◆ Bacaan ◆
Menyoal Reposisi Polri

Oleh: Boy Anugerah

Persoalan Polri sejatinya sangat banyak, tidak hanya menyangkut dugaan keterlibatan dalam proses Pemilu saja. Kasus-kasus besar yang menyeruak ke publik seperti kasus Irjen Ferdi Sambo yang melakukan pembunuhan secara berencana terhadap ajudannya Brigadir Joshua, kasus Irjen Teddy Minahasa yang divonis seumur hidup penjara karena terbukti terlibat perdagangan narkoba, kasus Irjen Napoleon Bonaparte yang terlibat kasus suap penerbitan Red Notice Djoko Tjandra pada 2021 dan hanya disanksi demosi tiga tahun empat bulan, bukan pemberhentian tidak dengan hormat (PTDH) oleh Sidang Komisi Kode Etik (KKEP) Polri, menjadi kasus-kasus yang mencoreng wajah Polri yang saat ini berkomitmen untuk menjalankan Program Presisi. Belum lagi apabila mempertimbangkan minimnya kontribusi Polri dalam pemberantasan korupsi, penegakan hukum kasus-kasus pembalakan liar di hutan Sumatera dan Kalimantan, serta masifnya kejahatan berbasis siber yang sulit dihentikan baik oleh Polri, BSSN RI, maupun Komdigi RI. Hanya saja memang dugaan keterlibatan oknum Polri dalam Pemilu 2024 menjadi “pukulan” paling keras bagi integritas dan eksistensi Polri saat ini.

Menyoal Reposisi Polri
Boy Anugerah (Istimewa).

BERAKHIRNYA rangkaian Pemilu dari Pilpres, Pileg, hingga Pilkada sepanjang 2024 melahirkan wacana untuk mereposisi kedudukan Polri, tidak lagi berada di bawah Presiden sebagaimana berjalan seperti saat ini, melainkan di bawah Kementerian Dalam Negeri RI (Kemendagri RI). Ada juga yang mengusulkan agar Polri dikembalikan posisinya seperti pada masa pra-reformasi, yakni bergabung bersama Tentara Nasional Indonesia (TNI) menjadi matra keempat dalam sistem pertahanan negara (Sishanneg). Bagaimana mendudukkan Polri secara ideal dan objektif?

◆ Data Tugas ◆
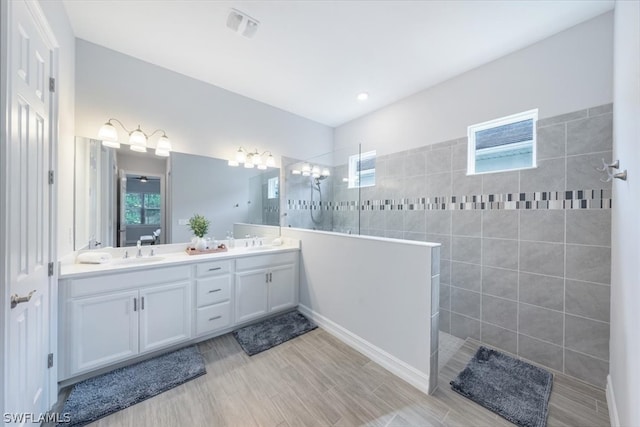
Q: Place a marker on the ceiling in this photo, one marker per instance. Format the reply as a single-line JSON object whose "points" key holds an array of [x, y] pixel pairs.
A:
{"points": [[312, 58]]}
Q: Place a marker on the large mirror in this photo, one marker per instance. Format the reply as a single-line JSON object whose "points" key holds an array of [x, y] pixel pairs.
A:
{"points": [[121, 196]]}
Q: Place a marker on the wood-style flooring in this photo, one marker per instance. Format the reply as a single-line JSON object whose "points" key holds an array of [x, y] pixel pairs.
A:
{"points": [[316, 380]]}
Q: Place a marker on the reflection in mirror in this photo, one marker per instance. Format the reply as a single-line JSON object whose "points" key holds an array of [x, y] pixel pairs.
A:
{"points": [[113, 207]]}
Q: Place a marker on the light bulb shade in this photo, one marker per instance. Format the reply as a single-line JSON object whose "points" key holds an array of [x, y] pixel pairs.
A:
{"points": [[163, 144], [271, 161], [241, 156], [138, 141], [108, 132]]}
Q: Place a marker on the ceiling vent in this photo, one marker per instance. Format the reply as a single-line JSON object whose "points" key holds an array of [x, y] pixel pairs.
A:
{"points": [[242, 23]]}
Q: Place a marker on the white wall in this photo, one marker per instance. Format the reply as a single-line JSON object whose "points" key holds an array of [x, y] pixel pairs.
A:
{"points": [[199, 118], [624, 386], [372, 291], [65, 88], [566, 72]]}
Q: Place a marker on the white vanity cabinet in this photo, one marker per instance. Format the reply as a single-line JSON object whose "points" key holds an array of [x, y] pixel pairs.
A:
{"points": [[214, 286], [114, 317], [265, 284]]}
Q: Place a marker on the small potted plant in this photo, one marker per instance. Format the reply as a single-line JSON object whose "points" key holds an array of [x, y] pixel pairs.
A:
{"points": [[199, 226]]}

◆ Ketentuan Latihan ◆
[1] Untuk setiap pernyataan, jawab ya atau tidak sesuai bacaan, lalu kutip kata-kata bacaan yang menentukannya: (a) Irjen Teddy Minahasa divonis penjara seumur hidup. (b) Irjen Napoleon Bonaparte dijatuhi pemberhentian tidak dengan hormat. (c) Ada usulan agar Polri berada di bawah Kementerian Dalam Negeri RI.
[2] Kumpulkan semua baris dalam daftar yang mengandung kata "white". Huruf besar dan kecil dibedakan.
Bacaan dan daftar tidak ada hubungannya satu sama lain.

◆ Jawaban Tiap Tugas ◆
[1]
(a) Ya: "kasus Irjen Teddy Minahasa yang divonis seumur hidup penjara karena terbukti terlibat perdagangan narkoba"
(b) Tidak: "hanya disanksi demosi tiga tahun empat bulan, bukan pemberhentian tidak dengan hormat (PTDH)"
(c) Ya: "melainkan di bawah Kementerian Dalam Negeri RI (Kemendagri RI)"

[2]
Q: Place a marker on the white wall in this photo, one marker per instance. Format the reply as a single-line JSON object whose "points" key holds an array of [x, y] pixel pairs.
Q: Place a marker on the white vanity cabinet in this photo, one marker per instance. Format the reply as a single-line JSON object whose "points" key holds an array of [x, y] pixel pairs.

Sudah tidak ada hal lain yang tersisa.